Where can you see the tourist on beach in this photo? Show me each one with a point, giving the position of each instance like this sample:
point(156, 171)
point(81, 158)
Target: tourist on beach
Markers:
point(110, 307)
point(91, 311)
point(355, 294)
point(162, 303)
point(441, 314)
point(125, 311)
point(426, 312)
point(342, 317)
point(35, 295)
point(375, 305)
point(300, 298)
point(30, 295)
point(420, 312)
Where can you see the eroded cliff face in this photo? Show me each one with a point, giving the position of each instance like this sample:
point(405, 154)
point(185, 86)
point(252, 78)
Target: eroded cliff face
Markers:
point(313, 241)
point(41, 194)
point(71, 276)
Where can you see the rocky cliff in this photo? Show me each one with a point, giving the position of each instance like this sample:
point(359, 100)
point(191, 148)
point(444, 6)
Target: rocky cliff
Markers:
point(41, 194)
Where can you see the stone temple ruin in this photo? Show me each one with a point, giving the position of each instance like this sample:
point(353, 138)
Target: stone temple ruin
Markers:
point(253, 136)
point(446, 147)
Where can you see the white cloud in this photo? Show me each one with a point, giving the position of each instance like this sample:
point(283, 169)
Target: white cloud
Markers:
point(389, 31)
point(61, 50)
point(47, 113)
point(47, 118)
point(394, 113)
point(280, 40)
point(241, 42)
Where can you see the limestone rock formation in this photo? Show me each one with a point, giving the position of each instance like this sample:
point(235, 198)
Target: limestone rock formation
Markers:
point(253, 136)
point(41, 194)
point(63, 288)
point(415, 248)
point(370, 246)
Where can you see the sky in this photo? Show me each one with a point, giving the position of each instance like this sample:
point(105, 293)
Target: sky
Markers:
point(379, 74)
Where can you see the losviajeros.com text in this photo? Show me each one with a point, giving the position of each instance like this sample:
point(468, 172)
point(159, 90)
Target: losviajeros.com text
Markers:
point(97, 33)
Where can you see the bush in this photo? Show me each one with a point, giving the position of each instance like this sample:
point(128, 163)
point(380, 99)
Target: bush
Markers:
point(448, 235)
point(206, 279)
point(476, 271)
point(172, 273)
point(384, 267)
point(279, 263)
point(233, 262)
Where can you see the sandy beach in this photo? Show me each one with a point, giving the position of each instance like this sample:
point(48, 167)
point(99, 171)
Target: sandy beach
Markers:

→ WORK INSTRUCTIONS
Copy out all of the lines above, word for word and in the same order.

→ WRITTEN ANSWER
Where can you see the tourist on beach in this photo? Show me each one with a point, giving the position of each instance like this sample:
point(156, 171)
point(81, 158)
Target: tourist on beach
Markers:
point(110, 307)
point(91, 311)
point(355, 294)
point(162, 303)
point(441, 314)
point(125, 311)
point(426, 312)
point(342, 317)
point(35, 295)
point(375, 305)
point(300, 298)
point(30, 295)
point(420, 312)
Where can you see the eroded cliff face in this photo? Show me each one with a point, giving the position of each instance like this sample:
point(405, 154)
point(185, 86)
point(252, 78)
Target: eroded cliff face
Markers:
point(313, 241)
point(41, 194)
point(71, 276)
Where can you see the rocky cliff in this photo? Show me each one with a point, giving the position of each instance like this sample:
point(359, 100)
point(191, 148)
point(444, 6)
Target: rocky cliff
Markers:
point(41, 194)
Where can you see the stone temple ruin in this photo? Show me each one with a point, giving the position of each instance like this sample:
point(353, 138)
Target: stone temple ruin
Markers:
point(253, 136)
point(446, 147)
Where can you see the white cloud in this photo? Show me each one with a point, giving the position of each instance like this sample:
point(283, 169)
Target: white cloud
Markers:
point(389, 31)
point(61, 50)
point(47, 113)
point(47, 118)
point(394, 113)
point(280, 40)
point(241, 42)
Where can you see the limestone rock formation in this photo? Show me each one with a point, giving the position of each instance like this sample:
point(235, 198)
Target: limestone rock formation
Markers:
point(253, 136)
point(41, 194)
point(63, 288)
point(415, 248)
point(370, 246)
Where can you see the sky in this photo? Show me each one with a point, giving the position of each instance like this sample:
point(105, 293)
Target: sky
Markers:
point(379, 74)
Where can you see the losviajeros.com text in this photo? Show me each one with a point, giving the position of each instance like this sample:
point(468, 172)
point(159, 90)
Target: losviajeros.com text
Markers:
point(97, 33)
Where can you see the bush in this photo? Show me each one with a point, giving the position of each instance like this sample:
point(128, 163)
point(380, 99)
Target: bush
Markers:
point(448, 235)
point(206, 279)
point(476, 271)
point(172, 273)
point(384, 267)
point(279, 263)
point(233, 262)
Where can you see the sandy beach in this photo? Show me each one with a point, giving the position of each instance like this sample:
point(48, 167)
point(99, 171)
Target: sandy beach
Markers:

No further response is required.